Scan the records below and copy every line that contains the string "each".

☆ ☆ ☆

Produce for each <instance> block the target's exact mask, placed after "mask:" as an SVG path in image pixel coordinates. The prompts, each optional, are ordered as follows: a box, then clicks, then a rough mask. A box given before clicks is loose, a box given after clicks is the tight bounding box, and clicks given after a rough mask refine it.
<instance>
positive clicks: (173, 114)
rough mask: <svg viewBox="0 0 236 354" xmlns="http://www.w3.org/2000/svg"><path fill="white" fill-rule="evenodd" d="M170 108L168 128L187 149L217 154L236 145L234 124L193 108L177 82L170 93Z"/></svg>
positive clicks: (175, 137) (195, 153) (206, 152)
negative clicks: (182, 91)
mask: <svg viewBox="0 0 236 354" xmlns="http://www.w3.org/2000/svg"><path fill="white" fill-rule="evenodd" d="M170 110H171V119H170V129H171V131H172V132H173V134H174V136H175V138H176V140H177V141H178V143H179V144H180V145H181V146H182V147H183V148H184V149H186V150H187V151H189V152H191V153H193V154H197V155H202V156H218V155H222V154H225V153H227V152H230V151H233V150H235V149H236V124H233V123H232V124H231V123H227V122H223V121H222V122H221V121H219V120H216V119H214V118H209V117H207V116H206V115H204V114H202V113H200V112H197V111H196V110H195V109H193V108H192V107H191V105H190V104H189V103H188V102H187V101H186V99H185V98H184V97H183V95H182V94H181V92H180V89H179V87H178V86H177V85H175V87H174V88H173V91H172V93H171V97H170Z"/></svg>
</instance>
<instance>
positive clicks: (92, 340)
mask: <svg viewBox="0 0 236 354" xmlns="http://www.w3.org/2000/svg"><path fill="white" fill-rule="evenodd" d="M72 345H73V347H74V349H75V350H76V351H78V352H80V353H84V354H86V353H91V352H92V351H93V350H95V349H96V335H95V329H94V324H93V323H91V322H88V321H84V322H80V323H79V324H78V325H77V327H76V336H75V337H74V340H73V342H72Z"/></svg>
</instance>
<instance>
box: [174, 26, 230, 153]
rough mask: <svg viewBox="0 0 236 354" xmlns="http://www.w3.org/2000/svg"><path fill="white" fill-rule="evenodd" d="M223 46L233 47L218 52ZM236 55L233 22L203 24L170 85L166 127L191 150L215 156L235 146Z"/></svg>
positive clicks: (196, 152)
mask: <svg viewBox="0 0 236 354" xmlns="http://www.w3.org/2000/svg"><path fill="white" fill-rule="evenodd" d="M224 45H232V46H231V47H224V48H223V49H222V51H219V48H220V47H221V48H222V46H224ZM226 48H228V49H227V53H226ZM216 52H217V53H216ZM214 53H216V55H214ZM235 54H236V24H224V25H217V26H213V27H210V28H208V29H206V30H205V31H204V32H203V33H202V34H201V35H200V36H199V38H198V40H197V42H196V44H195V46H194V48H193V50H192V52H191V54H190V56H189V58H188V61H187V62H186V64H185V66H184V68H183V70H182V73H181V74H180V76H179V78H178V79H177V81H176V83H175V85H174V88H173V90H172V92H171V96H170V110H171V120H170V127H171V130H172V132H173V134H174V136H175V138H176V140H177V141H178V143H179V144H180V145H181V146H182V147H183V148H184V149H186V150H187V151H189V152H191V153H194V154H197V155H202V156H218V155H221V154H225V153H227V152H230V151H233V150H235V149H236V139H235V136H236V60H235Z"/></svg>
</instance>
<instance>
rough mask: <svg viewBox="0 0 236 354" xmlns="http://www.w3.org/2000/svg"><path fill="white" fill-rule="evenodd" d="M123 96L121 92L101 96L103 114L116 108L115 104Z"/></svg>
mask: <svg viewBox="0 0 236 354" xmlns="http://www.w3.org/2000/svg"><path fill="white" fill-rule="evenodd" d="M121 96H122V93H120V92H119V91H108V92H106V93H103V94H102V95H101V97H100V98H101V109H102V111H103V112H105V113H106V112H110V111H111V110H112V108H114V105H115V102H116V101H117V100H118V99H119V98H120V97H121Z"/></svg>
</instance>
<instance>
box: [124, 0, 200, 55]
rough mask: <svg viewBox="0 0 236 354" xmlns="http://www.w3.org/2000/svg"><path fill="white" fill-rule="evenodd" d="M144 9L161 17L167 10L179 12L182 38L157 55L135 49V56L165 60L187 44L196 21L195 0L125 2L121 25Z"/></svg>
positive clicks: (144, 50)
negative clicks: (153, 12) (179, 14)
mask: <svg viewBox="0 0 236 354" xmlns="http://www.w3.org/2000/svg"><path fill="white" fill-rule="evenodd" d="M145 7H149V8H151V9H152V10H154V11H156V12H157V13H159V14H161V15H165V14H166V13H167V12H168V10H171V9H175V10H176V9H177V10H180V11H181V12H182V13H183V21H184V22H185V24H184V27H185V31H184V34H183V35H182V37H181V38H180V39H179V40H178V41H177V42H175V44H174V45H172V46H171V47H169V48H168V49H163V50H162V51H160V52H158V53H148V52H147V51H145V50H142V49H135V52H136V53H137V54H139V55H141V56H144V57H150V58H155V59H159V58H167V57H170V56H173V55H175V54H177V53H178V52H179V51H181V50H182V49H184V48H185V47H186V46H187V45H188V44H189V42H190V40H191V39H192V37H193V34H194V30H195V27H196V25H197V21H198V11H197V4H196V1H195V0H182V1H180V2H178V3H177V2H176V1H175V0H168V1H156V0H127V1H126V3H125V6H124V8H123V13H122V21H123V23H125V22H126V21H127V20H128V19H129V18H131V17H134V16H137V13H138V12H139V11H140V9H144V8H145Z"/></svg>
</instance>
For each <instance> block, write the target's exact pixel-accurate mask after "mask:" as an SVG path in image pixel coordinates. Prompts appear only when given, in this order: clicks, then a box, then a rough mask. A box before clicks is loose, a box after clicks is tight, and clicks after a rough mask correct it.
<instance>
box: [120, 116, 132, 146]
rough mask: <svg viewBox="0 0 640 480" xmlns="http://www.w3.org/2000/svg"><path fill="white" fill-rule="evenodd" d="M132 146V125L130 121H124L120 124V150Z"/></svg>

☆ ☆ ☆

> **PROBLEM SOLUTION**
Produce for each <instance> block the target's exact mask, placed after "mask:" as an SVG path in image pixel coordinates. The prompts, each optional, are ordered as follows: a box, then clicks, then a rough mask. A box given before clicks is loose, a box given after clicks is the tight bounding box, and clicks given after a rough mask refine it.
For each <instance> block, write the target's exact pixel-accurate mask after "mask:" as an SVG path in image pixel coordinates. Prompts appear only when given, in this order: clicks, then a box, then a rough mask. A box before clicks is loose, a box after clicks is tight, and clicks after a rough mask correct it.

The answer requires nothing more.